* [Do this]
Retype only what runs from the line that contains "the black pant" through the last line of the listing below, both lines included.

* [Data excerpts]
◆ ◆ ◆ ◆
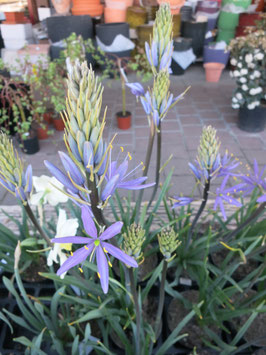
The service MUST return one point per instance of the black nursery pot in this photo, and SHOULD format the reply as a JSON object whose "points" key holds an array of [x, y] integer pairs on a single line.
{"points": [[107, 32], [196, 31], [180, 45], [252, 120], [30, 145]]}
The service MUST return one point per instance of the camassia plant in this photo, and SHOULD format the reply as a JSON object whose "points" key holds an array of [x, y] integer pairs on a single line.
{"points": [[117, 270]]}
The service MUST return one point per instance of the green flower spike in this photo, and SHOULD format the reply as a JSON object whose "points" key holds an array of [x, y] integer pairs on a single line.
{"points": [[133, 240], [12, 175], [208, 151], [168, 243], [83, 128]]}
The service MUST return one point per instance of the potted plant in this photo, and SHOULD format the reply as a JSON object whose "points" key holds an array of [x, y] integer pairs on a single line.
{"points": [[16, 113], [248, 57], [123, 117]]}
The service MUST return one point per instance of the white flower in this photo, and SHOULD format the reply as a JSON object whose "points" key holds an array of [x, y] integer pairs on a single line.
{"points": [[251, 65], [251, 106], [248, 58], [65, 228], [259, 56], [46, 192], [253, 91], [243, 71]]}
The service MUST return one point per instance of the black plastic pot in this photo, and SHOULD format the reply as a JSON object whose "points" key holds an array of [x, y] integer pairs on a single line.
{"points": [[30, 145], [61, 27], [186, 13], [196, 31], [252, 120], [107, 32], [180, 45]]}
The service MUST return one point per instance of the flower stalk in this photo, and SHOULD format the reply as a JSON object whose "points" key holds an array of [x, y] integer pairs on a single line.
{"points": [[137, 308]]}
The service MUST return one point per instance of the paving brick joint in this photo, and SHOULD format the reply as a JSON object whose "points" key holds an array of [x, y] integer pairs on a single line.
{"points": [[204, 104]]}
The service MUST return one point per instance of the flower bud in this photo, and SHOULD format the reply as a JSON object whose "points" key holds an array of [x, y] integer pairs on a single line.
{"points": [[208, 151], [168, 243], [133, 240], [12, 175]]}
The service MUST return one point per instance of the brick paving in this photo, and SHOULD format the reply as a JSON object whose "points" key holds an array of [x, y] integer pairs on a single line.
{"points": [[204, 104]]}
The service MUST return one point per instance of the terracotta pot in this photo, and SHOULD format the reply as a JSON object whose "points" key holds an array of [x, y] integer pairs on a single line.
{"points": [[114, 15], [123, 122], [144, 34], [42, 132], [58, 124], [62, 7], [136, 16], [83, 7], [213, 71], [15, 17], [48, 117]]}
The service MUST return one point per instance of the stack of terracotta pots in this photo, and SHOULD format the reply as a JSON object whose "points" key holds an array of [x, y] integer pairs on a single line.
{"points": [[85, 7], [115, 10], [247, 20], [175, 5]]}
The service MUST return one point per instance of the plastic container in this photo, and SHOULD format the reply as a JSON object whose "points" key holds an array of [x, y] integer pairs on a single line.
{"points": [[213, 71], [136, 16], [228, 20], [252, 120], [225, 35]]}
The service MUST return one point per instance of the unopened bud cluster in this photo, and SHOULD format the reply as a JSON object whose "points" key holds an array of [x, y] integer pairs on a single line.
{"points": [[168, 243], [160, 89], [133, 240], [12, 175], [83, 127], [163, 28], [208, 151]]}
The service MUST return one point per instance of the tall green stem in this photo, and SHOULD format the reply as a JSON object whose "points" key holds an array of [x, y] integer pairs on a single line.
{"points": [[202, 206], [136, 303], [147, 163], [97, 212], [158, 163], [36, 224]]}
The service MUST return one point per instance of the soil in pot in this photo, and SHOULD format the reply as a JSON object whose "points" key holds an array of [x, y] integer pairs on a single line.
{"points": [[30, 145], [176, 312], [123, 120], [257, 329], [213, 71], [42, 131], [252, 120], [59, 124]]}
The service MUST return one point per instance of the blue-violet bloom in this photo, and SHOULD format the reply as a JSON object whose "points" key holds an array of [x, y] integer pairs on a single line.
{"points": [[95, 244], [224, 195]]}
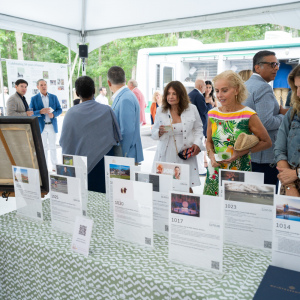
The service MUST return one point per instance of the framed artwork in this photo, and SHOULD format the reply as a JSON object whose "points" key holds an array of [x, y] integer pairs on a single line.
{"points": [[21, 145]]}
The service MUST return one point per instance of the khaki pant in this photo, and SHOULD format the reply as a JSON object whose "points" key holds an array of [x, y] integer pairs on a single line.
{"points": [[281, 95]]}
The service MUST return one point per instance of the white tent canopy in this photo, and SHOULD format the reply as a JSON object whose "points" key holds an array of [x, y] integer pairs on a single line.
{"points": [[99, 22]]}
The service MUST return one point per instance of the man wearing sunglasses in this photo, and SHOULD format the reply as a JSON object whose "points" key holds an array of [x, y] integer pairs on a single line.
{"points": [[261, 98]]}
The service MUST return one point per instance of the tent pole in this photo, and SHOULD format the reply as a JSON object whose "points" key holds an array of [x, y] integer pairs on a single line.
{"points": [[70, 73], [2, 87]]}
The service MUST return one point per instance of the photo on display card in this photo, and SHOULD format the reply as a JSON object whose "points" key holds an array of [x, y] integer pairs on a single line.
{"points": [[21, 72], [256, 194], [65, 171], [21, 175], [59, 184], [149, 178], [119, 171], [232, 176], [68, 160], [64, 103], [185, 205], [45, 75], [175, 171], [288, 209]]}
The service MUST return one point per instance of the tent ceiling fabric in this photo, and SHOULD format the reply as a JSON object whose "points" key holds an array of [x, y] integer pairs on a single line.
{"points": [[103, 22]]}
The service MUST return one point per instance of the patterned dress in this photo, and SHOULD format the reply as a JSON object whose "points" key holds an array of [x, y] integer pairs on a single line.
{"points": [[226, 127]]}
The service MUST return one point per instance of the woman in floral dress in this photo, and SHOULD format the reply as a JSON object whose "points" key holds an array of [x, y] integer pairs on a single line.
{"points": [[225, 124]]}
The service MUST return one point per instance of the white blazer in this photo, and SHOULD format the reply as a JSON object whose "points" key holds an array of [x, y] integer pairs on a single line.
{"points": [[192, 129]]}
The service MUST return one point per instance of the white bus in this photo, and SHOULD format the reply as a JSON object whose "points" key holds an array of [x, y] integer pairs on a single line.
{"points": [[191, 59]]}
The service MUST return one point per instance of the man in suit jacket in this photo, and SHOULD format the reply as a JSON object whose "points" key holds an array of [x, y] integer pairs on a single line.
{"points": [[47, 108], [133, 86], [127, 111], [262, 100], [17, 104], [197, 98]]}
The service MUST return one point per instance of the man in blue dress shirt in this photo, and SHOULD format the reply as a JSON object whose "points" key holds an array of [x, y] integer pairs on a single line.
{"points": [[47, 108], [127, 110]]}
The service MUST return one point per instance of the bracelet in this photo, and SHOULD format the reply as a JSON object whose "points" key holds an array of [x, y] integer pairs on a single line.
{"points": [[208, 151], [289, 186]]}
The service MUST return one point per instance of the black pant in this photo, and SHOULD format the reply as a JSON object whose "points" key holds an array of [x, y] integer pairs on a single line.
{"points": [[270, 173], [96, 178]]}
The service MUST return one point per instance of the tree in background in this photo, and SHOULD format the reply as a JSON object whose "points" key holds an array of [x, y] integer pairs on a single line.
{"points": [[121, 52]]}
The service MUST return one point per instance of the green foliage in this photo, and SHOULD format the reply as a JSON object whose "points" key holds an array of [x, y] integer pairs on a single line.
{"points": [[122, 52]]}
◆ ◆ ◆ ◆
* [Written solution]
The service MUST return one point per instance of the black pant in this photo, and SHOULD format the reply as a JSON object whose "points" key holds an array of [x, y] integer pairs on a single line.
{"points": [[270, 173], [96, 178]]}
The service MUST return one point per instance of the tree in background in this photo, and SHOULD format the reply as a JSON object whose "points" key holds an array of [x, y] integer pairs on a single line.
{"points": [[121, 52]]}
The service MUST return one point per instance of the green foliage in this photo, and SHOULD format the reply as a JSON object whose "points" key holds an array of [x, y] integer pairs on a single line.
{"points": [[122, 52]]}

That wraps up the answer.